◆ Cel ćwiczenia ◆
Napisz dalszą część tekstu o Call of Duty Vanguard, zaczynając zaraz po jego ostatnim zdaniu.

◆ Fragment tekstu ◆
============================================================

Call of Duty Vanguard jest jedną z bardziej problematycznych odsłon serii. Wiadomo jednak, kiedy spodziewać się ujawnienia gry.
Call of Duty Vanguard z problemami?
O najnowszej odsłonie Call of Duty słyszy się już od jakiegoś czasu. Wszystko przez to, że deweloperzy stojący za tą odsłoną, podobno mieli spore problemy z dostarczeniem gry, jaką sobie zaplanowali. Activision miało nawet rozważać pominięcie jednego roku i niewydanie produkcji, ale ostatecznie wychodzi na to, że jednak w Vanguard zagramy.
Nowe informacje o tytule dostarcza Tom Henderson, który regularnie dzieli się informacjami na temat produkcji danych gier. Informatorowi można wierzyć, co udowodnił już nie raz. Tym razem skupił się on na wspomnianym Call of Duty Vanguard.
Co wiemy o Call of Duty Vanguard?

============================================================

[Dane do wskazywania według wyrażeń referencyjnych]
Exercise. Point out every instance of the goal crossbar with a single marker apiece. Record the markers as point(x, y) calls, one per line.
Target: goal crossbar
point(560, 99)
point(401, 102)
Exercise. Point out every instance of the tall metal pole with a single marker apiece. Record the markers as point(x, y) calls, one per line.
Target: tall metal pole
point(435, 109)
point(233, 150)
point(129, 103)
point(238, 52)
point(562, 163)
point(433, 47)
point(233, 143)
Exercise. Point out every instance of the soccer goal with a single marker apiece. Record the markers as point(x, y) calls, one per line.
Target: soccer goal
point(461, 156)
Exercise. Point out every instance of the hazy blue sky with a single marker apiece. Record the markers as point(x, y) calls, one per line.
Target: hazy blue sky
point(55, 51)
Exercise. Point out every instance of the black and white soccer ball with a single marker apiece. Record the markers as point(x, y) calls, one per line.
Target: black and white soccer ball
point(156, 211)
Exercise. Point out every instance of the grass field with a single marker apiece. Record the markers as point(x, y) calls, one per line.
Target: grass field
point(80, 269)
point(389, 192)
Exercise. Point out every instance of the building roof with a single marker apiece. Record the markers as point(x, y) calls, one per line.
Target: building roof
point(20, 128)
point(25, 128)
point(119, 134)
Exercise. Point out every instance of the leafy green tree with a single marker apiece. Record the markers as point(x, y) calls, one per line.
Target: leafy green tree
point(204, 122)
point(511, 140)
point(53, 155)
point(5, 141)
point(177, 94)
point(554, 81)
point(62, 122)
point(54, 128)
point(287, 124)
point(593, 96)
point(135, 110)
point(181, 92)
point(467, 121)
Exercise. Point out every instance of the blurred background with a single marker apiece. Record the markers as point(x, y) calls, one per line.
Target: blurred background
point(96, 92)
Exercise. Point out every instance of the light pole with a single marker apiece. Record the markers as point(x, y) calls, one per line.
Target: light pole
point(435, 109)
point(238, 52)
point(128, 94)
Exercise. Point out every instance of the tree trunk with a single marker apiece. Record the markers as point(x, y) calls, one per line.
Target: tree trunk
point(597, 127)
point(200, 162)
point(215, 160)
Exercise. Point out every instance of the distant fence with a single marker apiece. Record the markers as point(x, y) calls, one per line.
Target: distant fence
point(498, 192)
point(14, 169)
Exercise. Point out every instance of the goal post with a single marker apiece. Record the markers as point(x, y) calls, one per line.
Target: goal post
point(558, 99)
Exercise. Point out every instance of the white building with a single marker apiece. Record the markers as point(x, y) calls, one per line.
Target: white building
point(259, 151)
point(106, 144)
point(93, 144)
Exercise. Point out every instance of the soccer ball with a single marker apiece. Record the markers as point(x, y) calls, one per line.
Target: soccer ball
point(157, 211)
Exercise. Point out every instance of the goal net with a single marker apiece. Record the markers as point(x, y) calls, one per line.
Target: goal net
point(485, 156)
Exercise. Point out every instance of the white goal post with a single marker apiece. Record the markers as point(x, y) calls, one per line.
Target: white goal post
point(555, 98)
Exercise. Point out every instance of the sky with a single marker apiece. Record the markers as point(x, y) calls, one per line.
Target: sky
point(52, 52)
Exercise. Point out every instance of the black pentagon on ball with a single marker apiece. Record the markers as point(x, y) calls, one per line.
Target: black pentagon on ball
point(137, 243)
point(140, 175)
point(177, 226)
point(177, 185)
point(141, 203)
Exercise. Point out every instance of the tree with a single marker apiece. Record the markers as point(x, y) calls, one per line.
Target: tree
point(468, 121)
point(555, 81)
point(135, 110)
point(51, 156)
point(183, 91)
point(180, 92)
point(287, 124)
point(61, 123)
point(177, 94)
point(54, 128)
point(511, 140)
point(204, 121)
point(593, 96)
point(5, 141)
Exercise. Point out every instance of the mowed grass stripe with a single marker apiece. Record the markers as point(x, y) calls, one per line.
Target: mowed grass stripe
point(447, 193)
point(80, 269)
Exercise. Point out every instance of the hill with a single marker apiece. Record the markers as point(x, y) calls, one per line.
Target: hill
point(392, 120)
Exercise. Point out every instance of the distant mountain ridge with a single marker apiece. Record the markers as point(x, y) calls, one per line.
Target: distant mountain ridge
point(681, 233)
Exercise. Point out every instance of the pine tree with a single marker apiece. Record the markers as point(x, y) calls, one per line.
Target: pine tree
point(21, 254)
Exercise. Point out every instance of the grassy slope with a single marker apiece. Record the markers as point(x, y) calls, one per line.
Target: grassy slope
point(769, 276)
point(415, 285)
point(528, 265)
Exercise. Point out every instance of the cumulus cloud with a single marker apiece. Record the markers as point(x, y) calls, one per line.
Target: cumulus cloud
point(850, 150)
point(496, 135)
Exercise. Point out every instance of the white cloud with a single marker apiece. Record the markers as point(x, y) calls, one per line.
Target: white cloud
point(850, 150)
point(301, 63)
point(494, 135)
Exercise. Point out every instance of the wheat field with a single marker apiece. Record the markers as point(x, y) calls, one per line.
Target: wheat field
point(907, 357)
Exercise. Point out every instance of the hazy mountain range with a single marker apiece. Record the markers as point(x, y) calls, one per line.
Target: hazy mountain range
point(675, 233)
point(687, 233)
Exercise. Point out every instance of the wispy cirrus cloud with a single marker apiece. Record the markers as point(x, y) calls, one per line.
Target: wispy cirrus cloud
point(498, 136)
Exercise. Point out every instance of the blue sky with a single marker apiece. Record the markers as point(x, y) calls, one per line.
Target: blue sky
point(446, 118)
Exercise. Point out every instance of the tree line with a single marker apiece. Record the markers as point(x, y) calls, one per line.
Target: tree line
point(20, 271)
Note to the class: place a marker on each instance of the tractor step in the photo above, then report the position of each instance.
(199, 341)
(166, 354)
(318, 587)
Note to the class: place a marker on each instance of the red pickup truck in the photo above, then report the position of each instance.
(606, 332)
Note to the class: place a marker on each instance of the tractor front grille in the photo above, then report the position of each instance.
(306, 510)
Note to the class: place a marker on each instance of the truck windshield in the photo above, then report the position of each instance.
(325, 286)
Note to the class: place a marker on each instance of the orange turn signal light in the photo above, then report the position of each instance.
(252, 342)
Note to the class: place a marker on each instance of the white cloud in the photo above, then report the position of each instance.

============================================================

◆ Odpowiedź na zadanie ◆
Call of Duty Vanguard zabierze nas z powrotem na pole drugiej wojny światowej. Jeśli podobało Wam się WWII – powinniście być zadowoleni. Sama produkcja opisywana jest przez Activision jako Call of Duty „zbudowane na nową generację, z niesamowitą oprawą graficzną w kampanii fabularnej, trybie multiplayer czy kooperacyjnych trybach, które zostaną zintegrowane z ekosystemem Call of Duty”. Można by rzecz – jak coś powiedzieć, nie mówiąc nic. Ale przynajmniej wiemy, że pojawi się kampania fabularna, której raz zabrakło w Call of Duty: Black Ops IIII.
Kiedy ujawnienie Call of Duty Vanguard?
Henderson, oprócz zdradzenia informacji na temat settingu gry, poinformował, iż zapowiedź tytułu powinna odbyć się w sierpniu. Dokładnej daty wydarzenia nie zna, ale możliwe, że da się ją wydedukować. Musimy pamiętać o tym, że w ostatnich latach Activision przyjęło taktykę ujawniania nowych odsłon Call of Duty za pomocą trybu Warzone. Cyfrowe atrakcje można połączyć z innym cyfrowym wydarzeniem, które odbędzie się w sierpniu. Od 25 do 27 sierpnia odbędzie się bowiem Gamescom, więc… czy nie byłby to idealny moment na zintensyfikowanie działań promocyjnych?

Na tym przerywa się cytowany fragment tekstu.